Instruction = Extend the passage below on prudence as a goal of Christian education, picking up after its final sentence.

Extracted text =
We must aim at graduating practically wise young men and women, if we are to restore the moral, intellectual and spiritual virtues as the proper ends or goals of education. Instead of limiting education to Bloom’s taxonomy of cognitive domain objectives, we should embrace a baptized prudence.

Aristotle’s prudence has its limits, however, as well as its transcendence. Like artistry, prudence itself is not enough for the Christian educator, but it can participate in or integrate with the other goals of education. In this article we will attempt to map out those limits of prudence and also address the possibilities of prudence for transcending into higher realities. To continue our metaphor of the head, heart and hands from earlier in this series, we have noted that the artistry of the hands is not enough, but we must enter into the deeper realms of the heart (i.e. prudence); in a similar fashion, the heart itself will, on its own, come up short. After all, “the heart is deceitful above all things, and desperately sick,” according to Jeremiah (17:6 ESV).

Collected data =
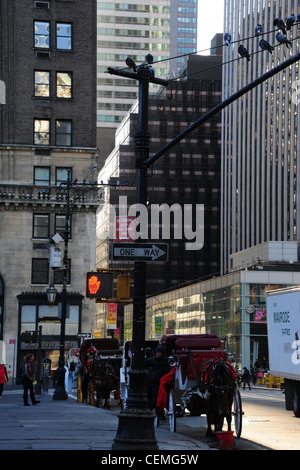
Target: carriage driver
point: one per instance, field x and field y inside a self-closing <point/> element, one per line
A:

Solved problem =
The Limits of Perfect Prudence and Self-Interest

This Christian view of the heart’s deceitfulness is not simply a commentary on how hard it is for a person to develop genuine prudence, the equivalent of an Aristotelian claim for its rarity, “A man of practical wisdom, who can find?” Instead, it speaks to the thoroughgoing corruption of human prudence itself. Let me explain what I mean. Given Aristotle’s analysis, prudence consists of fear and hope undergirded by natural self-love. Definitionally prudence aims at my own personal human happiness. Since that requires good friends in a polis or city-state involving specialization to provide the good things of life, as well as the public justice of reciprocity and law-abiding citizens, then my own interest coincides with the manifestation of the moral virtues. 

However, Aristotle does not sufficiently address the question posed by the biblical book of Job, why good conduct should remain prudent if it no longer leads to personal eudaimonia. The Satanic claim in the book of Job is that a prudent form of righteousness devolves ultimately into mere self-interest, and when tested it amounts to no more than punishable wickedness. In fact, dependent as it is on an accurate assessment of the particular realities of human life, Aristotelian prudence operates within an immanent frame of reference, rather than a transcendent one, to use the terms of Charles Taylor (see A Secular Age).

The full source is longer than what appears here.